• _Extracted entries_:
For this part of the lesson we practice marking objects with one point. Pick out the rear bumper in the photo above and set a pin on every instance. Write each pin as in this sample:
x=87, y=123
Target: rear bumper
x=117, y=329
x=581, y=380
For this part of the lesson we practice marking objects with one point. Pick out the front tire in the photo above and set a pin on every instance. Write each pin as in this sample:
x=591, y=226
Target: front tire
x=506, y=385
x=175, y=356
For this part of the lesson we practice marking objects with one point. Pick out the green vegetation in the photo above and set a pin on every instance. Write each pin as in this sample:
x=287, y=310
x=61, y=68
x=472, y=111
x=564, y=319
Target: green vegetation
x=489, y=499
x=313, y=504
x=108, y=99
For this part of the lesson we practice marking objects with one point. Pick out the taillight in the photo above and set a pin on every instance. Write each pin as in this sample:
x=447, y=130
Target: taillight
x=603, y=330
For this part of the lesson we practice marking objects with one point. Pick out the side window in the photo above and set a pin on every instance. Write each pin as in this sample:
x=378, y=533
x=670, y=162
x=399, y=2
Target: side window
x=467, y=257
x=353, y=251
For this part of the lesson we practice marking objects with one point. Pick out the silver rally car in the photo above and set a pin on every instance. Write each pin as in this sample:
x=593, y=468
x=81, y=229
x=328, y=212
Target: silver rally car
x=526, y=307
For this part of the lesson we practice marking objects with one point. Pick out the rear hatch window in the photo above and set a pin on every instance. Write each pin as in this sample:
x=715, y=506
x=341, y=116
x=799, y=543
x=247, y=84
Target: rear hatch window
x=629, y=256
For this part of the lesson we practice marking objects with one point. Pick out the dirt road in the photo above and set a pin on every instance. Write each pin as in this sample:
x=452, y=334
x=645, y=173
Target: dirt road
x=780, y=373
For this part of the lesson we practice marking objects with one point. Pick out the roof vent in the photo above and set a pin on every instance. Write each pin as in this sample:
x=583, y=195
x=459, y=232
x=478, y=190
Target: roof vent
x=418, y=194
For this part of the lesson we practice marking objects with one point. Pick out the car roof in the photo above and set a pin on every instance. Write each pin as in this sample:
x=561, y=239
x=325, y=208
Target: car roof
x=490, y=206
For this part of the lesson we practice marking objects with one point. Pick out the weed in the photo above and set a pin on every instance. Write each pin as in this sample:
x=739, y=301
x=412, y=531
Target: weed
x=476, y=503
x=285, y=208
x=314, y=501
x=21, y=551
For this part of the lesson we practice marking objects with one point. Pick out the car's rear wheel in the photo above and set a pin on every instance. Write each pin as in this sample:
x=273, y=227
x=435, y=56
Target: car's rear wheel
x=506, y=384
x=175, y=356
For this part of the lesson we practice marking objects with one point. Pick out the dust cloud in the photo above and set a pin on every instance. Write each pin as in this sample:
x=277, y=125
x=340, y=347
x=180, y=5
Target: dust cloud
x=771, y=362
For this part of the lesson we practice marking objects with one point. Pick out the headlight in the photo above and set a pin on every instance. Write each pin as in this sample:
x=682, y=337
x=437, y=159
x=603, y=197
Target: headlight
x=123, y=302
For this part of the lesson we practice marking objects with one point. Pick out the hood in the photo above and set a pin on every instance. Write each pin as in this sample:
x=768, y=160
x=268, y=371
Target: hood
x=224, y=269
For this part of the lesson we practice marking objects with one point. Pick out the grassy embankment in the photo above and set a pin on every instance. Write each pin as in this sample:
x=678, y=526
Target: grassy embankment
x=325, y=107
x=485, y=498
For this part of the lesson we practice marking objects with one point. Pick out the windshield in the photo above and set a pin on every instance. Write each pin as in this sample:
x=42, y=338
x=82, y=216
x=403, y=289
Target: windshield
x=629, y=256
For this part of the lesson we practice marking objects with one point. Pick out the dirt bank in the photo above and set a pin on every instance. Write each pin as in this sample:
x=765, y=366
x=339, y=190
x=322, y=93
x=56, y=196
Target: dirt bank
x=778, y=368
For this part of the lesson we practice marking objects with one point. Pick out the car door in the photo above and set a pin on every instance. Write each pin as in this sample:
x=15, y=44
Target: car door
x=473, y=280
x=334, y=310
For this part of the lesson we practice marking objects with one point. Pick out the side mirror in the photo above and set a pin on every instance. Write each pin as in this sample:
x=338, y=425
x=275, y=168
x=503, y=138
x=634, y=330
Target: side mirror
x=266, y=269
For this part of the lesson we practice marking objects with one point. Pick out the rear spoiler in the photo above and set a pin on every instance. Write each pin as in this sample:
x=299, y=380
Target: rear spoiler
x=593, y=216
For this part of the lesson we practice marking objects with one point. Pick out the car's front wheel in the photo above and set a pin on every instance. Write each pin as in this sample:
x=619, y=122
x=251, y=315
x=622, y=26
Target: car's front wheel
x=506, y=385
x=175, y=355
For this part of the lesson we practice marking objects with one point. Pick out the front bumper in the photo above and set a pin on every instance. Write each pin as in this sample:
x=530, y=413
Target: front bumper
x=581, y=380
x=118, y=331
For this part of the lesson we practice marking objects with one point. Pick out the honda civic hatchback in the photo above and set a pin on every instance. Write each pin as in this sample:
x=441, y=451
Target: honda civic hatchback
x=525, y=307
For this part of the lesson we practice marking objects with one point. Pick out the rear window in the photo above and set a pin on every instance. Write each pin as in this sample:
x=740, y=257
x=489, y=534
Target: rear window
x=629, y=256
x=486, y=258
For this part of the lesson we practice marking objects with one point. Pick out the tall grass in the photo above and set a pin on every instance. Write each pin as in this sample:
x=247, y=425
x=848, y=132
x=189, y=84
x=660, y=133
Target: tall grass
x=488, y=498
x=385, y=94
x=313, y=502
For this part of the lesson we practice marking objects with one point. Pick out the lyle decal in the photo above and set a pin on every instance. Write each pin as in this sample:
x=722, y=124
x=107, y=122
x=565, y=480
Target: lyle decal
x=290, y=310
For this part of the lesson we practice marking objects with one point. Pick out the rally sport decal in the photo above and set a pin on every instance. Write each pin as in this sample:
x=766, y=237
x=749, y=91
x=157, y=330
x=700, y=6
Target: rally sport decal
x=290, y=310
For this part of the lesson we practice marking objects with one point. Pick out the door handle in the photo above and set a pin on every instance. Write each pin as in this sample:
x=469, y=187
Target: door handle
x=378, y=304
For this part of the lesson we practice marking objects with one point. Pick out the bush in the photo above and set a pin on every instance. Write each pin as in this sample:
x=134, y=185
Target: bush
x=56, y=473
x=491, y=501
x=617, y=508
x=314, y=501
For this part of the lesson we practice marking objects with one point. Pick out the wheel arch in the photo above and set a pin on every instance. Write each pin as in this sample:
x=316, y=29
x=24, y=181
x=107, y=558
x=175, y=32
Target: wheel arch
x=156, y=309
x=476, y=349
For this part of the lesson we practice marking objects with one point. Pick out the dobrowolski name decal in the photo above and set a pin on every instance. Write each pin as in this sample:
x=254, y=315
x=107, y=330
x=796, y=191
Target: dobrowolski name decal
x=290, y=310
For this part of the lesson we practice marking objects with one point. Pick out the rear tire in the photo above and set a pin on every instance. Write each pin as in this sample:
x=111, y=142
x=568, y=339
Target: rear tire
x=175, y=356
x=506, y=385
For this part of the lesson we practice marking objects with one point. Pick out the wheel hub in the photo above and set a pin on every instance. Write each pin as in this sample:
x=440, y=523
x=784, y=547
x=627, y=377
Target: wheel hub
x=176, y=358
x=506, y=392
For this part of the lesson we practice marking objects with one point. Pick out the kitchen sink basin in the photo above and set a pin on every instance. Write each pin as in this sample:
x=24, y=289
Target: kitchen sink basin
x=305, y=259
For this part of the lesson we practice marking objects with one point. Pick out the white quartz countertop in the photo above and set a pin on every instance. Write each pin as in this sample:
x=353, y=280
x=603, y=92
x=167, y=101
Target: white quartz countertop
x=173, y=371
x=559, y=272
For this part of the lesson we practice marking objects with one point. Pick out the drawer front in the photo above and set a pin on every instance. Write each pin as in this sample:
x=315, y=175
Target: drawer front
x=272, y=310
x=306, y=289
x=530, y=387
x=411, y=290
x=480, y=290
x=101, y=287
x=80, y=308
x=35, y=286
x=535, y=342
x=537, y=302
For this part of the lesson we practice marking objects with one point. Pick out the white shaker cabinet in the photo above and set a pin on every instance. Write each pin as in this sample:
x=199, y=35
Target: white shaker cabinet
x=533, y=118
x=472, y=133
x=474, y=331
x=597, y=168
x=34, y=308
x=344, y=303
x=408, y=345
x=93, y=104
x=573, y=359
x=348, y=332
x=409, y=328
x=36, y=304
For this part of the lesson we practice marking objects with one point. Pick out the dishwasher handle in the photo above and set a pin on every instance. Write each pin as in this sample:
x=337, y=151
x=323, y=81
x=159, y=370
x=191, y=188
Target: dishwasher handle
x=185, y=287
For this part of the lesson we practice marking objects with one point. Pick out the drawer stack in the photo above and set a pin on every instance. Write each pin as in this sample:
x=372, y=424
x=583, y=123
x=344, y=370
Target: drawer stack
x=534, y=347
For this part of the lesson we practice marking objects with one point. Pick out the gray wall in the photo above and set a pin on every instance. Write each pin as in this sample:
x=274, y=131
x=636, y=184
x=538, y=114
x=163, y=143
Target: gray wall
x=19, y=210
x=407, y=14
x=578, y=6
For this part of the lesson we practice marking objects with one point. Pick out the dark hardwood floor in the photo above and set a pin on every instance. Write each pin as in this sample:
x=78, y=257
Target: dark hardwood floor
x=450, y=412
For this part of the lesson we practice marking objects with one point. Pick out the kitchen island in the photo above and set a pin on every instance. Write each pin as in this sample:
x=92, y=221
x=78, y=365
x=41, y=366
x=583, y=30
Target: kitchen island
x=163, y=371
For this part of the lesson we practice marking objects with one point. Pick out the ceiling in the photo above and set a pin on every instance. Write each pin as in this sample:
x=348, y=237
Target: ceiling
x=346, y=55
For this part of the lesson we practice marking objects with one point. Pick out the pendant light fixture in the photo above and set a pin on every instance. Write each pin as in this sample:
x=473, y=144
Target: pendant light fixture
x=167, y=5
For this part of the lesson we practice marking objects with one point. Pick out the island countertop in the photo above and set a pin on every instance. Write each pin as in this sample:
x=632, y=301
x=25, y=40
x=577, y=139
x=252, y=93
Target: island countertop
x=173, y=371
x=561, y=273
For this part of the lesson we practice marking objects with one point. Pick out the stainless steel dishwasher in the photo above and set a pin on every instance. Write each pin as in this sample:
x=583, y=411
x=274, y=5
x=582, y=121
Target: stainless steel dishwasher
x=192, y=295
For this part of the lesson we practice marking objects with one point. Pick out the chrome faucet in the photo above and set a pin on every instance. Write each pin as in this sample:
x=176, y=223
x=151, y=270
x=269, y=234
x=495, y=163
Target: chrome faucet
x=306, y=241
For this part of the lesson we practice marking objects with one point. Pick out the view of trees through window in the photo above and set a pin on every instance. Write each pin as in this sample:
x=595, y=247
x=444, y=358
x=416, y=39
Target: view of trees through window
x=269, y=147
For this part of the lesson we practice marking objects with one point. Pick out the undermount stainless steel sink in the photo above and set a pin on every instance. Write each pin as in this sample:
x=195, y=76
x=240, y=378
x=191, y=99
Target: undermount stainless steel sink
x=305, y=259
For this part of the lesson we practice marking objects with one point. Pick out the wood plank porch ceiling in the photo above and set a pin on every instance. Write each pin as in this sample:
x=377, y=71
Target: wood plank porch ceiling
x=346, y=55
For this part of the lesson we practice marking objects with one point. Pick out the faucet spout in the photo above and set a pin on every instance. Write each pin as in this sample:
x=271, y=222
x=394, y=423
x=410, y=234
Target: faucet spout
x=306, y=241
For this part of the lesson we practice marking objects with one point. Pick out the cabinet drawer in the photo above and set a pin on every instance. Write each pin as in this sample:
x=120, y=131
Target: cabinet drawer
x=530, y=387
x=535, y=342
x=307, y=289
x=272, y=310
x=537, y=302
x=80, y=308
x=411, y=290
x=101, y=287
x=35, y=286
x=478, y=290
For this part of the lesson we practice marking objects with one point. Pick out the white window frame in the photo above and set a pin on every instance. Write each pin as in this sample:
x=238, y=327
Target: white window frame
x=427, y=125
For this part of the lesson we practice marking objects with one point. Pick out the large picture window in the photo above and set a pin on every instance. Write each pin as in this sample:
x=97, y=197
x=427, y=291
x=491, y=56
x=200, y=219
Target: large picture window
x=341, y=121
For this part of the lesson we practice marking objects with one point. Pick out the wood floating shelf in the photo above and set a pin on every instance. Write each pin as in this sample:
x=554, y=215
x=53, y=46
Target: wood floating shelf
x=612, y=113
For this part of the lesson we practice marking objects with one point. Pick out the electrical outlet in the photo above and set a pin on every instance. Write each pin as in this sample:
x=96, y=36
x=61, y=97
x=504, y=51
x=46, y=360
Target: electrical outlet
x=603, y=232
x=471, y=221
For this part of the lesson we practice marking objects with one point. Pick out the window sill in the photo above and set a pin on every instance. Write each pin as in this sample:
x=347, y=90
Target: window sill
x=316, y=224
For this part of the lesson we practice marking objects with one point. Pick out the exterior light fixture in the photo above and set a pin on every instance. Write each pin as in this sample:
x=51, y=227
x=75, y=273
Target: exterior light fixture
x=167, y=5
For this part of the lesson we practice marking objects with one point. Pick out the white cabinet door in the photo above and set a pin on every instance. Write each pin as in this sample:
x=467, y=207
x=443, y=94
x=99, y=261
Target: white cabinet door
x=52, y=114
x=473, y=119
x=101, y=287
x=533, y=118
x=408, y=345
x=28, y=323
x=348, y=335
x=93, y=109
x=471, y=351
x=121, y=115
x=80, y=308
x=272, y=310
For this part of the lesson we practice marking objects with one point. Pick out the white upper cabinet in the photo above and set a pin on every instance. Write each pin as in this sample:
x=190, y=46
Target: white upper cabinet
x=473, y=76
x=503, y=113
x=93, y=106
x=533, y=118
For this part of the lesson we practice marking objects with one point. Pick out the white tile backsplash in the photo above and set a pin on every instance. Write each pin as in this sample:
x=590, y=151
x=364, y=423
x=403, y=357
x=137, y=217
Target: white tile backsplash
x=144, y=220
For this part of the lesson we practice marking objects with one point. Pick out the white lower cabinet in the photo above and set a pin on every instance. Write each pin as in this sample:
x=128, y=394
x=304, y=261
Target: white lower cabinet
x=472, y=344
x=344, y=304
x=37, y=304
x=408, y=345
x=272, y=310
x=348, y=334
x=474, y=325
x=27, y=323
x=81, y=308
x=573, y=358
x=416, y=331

• _Task description_: Each line from the one containing "the white upper" through the end of the entries, both included, is to be returned exactly, with no other lines.

• _Response to this exercise_:
For this part of the lesson we practice marking objects with one point. Pick out the white upper cabinet in the photo above and set a pin on every instance. Write each pin as in this sample:
x=190, y=46
Target: white upper cabinet
x=473, y=76
x=503, y=113
x=93, y=106
x=533, y=118
For this part of the lesson we practice marking objects with one point. Pick out the white tile backsplash in the photo above and set a pin on every instance. Write each pin as in this sample:
x=590, y=151
x=364, y=423
x=403, y=357
x=137, y=217
Target: white tile backsplash
x=144, y=220
For this part of the lesson we practice marking objects with one point. Pick out the white lower cabinet in the photo above and set a pin on every instance. Write each pin as in this sample:
x=128, y=394
x=304, y=261
Target: white lower cabinet
x=472, y=344
x=344, y=304
x=37, y=304
x=408, y=345
x=272, y=310
x=348, y=334
x=474, y=325
x=27, y=323
x=81, y=308
x=573, y=358
x=416, y=331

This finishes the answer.